Dataset rows

———

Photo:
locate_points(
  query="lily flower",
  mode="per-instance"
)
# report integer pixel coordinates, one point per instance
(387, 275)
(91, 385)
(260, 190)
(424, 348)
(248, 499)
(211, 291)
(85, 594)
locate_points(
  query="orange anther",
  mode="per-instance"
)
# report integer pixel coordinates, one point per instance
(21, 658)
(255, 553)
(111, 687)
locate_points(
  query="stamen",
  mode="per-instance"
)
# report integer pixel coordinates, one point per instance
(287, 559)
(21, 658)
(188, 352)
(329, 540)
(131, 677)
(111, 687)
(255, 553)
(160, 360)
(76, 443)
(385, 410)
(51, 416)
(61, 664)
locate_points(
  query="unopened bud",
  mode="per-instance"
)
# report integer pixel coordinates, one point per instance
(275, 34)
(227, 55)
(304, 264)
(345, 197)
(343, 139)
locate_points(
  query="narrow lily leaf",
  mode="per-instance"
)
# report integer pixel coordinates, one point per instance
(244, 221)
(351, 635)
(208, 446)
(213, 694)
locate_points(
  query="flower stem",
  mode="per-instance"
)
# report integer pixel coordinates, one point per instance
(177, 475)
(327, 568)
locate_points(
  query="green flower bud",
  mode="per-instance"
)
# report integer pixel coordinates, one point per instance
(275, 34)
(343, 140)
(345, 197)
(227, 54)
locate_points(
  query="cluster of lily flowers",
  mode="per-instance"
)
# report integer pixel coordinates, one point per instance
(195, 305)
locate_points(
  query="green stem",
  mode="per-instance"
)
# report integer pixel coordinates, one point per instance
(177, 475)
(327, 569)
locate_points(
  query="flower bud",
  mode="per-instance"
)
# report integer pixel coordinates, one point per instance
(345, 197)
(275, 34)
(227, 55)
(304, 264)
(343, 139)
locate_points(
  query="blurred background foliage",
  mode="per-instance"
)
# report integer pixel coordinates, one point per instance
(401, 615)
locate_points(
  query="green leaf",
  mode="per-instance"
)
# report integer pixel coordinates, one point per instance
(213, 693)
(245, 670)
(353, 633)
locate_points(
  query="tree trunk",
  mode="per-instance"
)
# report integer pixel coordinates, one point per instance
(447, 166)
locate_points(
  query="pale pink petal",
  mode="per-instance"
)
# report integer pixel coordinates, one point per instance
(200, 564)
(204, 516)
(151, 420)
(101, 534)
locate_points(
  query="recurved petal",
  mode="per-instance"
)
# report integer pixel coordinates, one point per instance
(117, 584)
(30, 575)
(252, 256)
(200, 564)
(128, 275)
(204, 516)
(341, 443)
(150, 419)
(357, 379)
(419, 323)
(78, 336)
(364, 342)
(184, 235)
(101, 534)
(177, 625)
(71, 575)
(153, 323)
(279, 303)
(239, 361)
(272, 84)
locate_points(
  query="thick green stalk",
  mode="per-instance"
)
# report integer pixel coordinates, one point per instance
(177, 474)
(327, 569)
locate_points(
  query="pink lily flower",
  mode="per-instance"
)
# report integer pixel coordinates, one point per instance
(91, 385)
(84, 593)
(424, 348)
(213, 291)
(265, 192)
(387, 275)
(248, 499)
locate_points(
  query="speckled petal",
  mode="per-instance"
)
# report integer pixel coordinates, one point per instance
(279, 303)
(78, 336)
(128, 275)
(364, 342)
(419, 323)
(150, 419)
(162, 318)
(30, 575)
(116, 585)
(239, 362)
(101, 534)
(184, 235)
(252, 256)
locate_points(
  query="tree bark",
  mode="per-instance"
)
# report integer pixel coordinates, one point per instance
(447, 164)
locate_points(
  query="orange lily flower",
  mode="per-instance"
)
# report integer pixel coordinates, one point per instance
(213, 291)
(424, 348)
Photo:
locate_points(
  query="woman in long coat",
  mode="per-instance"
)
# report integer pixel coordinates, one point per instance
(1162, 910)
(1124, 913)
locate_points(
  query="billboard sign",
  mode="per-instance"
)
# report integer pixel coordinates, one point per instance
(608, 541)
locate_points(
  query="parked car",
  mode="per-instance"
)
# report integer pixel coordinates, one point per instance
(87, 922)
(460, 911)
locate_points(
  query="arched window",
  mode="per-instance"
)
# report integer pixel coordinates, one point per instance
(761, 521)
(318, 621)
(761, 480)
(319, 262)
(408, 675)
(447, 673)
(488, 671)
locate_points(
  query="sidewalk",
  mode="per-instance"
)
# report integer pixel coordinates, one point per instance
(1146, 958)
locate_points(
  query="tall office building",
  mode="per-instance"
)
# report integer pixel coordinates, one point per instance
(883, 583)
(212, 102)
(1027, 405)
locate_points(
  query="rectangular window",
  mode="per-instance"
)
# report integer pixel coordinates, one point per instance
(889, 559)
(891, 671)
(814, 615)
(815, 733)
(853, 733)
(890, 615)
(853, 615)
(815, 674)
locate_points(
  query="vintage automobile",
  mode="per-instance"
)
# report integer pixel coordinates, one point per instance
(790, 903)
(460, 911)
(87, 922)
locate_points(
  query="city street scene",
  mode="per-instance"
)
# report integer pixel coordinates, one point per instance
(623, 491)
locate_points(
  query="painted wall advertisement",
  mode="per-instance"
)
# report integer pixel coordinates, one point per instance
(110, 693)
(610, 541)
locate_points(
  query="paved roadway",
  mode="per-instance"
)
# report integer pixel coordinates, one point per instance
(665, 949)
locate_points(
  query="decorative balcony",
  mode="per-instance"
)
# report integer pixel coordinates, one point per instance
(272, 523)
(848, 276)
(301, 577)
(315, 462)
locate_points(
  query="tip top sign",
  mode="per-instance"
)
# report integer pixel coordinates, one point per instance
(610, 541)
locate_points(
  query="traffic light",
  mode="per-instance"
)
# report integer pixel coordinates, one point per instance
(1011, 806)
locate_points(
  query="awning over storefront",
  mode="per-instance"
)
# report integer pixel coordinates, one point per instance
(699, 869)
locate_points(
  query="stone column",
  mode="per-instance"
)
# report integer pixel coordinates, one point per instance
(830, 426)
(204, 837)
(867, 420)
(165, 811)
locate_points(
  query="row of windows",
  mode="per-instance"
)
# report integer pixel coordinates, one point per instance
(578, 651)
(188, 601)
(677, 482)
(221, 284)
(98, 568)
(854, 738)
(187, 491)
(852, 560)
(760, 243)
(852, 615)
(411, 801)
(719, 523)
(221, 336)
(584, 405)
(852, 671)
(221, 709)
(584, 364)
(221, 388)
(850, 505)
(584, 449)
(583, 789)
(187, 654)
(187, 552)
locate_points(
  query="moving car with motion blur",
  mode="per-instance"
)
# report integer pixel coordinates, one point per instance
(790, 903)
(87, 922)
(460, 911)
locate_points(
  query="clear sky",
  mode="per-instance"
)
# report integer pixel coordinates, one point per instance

———

Directions —
Nothing should be left out: return all of the records exactly.

Right answer —
Photo:
locate_points(
  query="lily flower",
  mode="per-instance"
)
# report integer pixel coordinates, one point per instance
(387, 275)
(91, 385)
(260, 190)
(424, 348)
(248, 499)
(211, 291)
(85, 594)
locate_points(
  query="orange anther",
  mode="per-instance"
)
# report integer pixel coordinates, one point per instance
(21, 658)
(255, 553)
(111, 687)
locate_points(
  query="stamen",
  mode="per-instance"
)
# report integer pixel coordinates, one point per instance
(287, 559)
(21, 658)
(188, 352)
(329, 540)
(131, 677)
(111, 687)
(255, 553)
(160, 360)
(76, 443)
(385, 410)
(51, 416)
(61, 664)
locate_points(
  query="unopened bud",
  mode="per-instance"
)
# report integer pixel coordinates, one point per instance
(275, 34)
(227, 55)
(304, 264)
(345, 197)
(343, 139)
locate_points(
  query="narrow lily leaf",
  mode="per-instance"
)
# report integer pixel coordinates, one point per instance
(244, 221)
(351, 635)
(208, 446)
(213, 694)
locate_points(
  query="flower stem",
  mode="per-instance"
)
# report integer pixel coordinates, one point per instance
(177, 475)
(327, 568)
locate_points(
  query="green flower bud",
  mode="per-instance"
)
# report integer pixel coordinates, one point per instance
(275, 34)
(343, 140)
(345, 197)
(227, 54)
locate_points(
  query="cluster of lily flowers",
  mode="per-instance"
)
# report integer pixel coordinates, one point per instance
(195, 305)
locate_points(
  query="green stem",
  mode="per-instance"
)
# report integer pixel coordinates, one point per instance
(177, 475)
(327, 569)
locate_points(
  query="flower bud",
  mode="per-instance"
)
# report integer pixel coordinates, one point per instance
(345, 197)
(275, 34)
(227, 55)
(304, 264)
(343, 139)
locate_points(
  query="blurred background foliage",
  mode="per-instance"
)
# report integer pixel coordinates, one point per instance
(401, 615)
locate_points(
  query="green leaf",
  mode="per-instance"
)
# report integer pixel coordinates, one point per instance
(213, 693)
(245, 670)
(353, 633)
locate_points(
  query="tree trunk",
  mode="per-instance"
)
# report integer pixel coordinates, one point per instance
(447, 166)
locate_points(
  query="pale pink petal",
  mode="per-instance"
)
# report integer pixel coordinates, one point per instance
(200, 564)
(204, 516)
(151, 420)
(101, 534)
locate_points(
  query="recurved petal",
  mode="per-instance"
)
# report integer pixel coordinates, one point per instance
(117, 584)
(30, 575)
(252, 256)
(200, 564)
(128, 275)
(204, 516)
(341, 443)
(150, 419)
(357, 379)
(419, 323)
(78, 336)
(364, 342)
(184, 235)
(101, 534)
(177, 625)
(71, 575)
(153, 323)
(279, 303)
(239, 361)
(272, 84)
locate_points(
  query="thick green stalk",
  mode="per-instance"
)
# report integer pixel coordinates, one point per instance
(177, 474)
(327, 569)
locate_points(
  query="pink lily flower",
  mode="per-instance"
)
# report integer pixel coordinates, one point per instance
(91, 385)
(84, 593)
(424, 348)
(213, 291)
(265, 192)
(387, 275)
(248, 499)
locate_points(
  query="speckled petal",
  mode="per-instance"
)
# report integer pixel coordinates, one point per instance
(279, 303)
(78, 336)
(128, 275)
(364, 342)
(419, 323)
(150, 419)
(162, 318)
(30, 575)
(116, 585)
(239, 362)
(101, 534)
(184, 235)
(252, 256)
locate_points(
  query="tree bark",
  mode="per-instance"
)
# report integer pixel coordinates, one point per instance
(447, 164)
locate_points(
  query="orange lily flower",
  mode="per-instance"
)
# report integer pixel coordinates, one point per instance
(213, 291)
(424, 348)
Photo:
locate_points(
  query="woman in long coat",
  mode="per-instance"
)
# report integer pixel coordinates, one point per instance
(1162, 910)
(1124, 913)
locate_points(
  query="billboard sign",
  mode="per-instance"
)
# report integer pixel coordinates, one point per instance
(608, 541)
locate_points(
  query="parked car",
  mode="per-instance"
)
# report integer pixel coordinates, one point per instance
(87, 922)
(460, 911)
locate_points(
  query="arched window",
  mode="per-instance"
)
# report integer pixel coordinates, one point per instance
(761, 521)
(318, 621)
(761, 480)
(319, 262)
(408, 675)
(447, 673)
(488, 671)
locate_points(
  query="sidewalk",
  mode="per-instance"
)
# report integer pixel coordinates, one point per instance
(1146, 958)
locate_points(
  query="tall office building",
  mode="per-instance"
)
# report integer pixel coordinates, one point per instance
(883, 583)
(212, 102)
(1027, 405)
locate_points(
  query="rectangular window",
  mode="per-instance"
)
# report integer pixel coordinates, one point per instance
(889, 559)
(891, 671)
(814, 615)
(815, 733)
(853, 733)
(890, 615)
(853, 615)
(815, 674)
locate_points(
  query="vintage automobile",
  mode="per-instance"
)
# report integer pixel coordinates, one point per instance
(790, 903)
(460, 911)
(87, 922)
locate_points(
  query="city street scene",
  mode="per-instance"
)
# report integer pixel coordinates, one point per instance
(623, 491)
locate_points(
  query="painted wall advertisement",
  mode="per-instance"
)
# report integer pixel coordinates, one point per instance
(110, 693)
(610, 541)
locate_points(
  query="paved roadway",
  mode="per-instance"
)
# report integer pixel coordinates, one point per instance
(665, 949)
locate_points(
  query="decorative balcony",
  mode="per-instance"
)
# report integer pixel coordinates, one point per instance
(272, 523)
(848, 276)
(301, 577)
(315, 462)
locate_points(
  query="tip top sign",
  mode="per-instance"
)
# report integer pixel coordinates, one point per instance
(610, 541)
locate_points(
  query="traffic light",
  mode="per-instance"
)
# report integer pixel coordinates, one point per instance
(1011, 806)
locate_points(
  query="awning over storefront",
  mode="per-instance"
)
# report integer pixel coordinates, one point per instance
(699, 869)
locate_points(
  query="stone column",
  mode="per-instance"
)
# report integer pixel coordinates, one point per instance
(830, 426)
(204, 837)
(867, 420)
(165, 811)
locate_points(
  query="row of windows",
  mode="per-instance"
)
# report integer pixel coordinates, one point per instance
(578, 651)
(188, 601)
(677, 482)
(221, 284)
(98, 568)
(854, 738)
(187, 491)
(852, 560)
(760, 243)
(852, 615)
(411, 801)
(719, 523)
(221, 336)
(584, 405)
(852, 671)
(221, 709)
(584, 364)
(221, 388)
(850, 505)
(584, 449)
(583, 789)
(187, 654)
(187, 552)
locate_points(
  query="moving car with motion blur",
  mode="per-instance"
)
# report integer pixel coordinates, one point per instance
(790, 903)
(87, 922)
(460, 911)
locate_points(
  query="clear sky",
  mode="per-instance"
)
# report integer pixel coordinates, one point per instance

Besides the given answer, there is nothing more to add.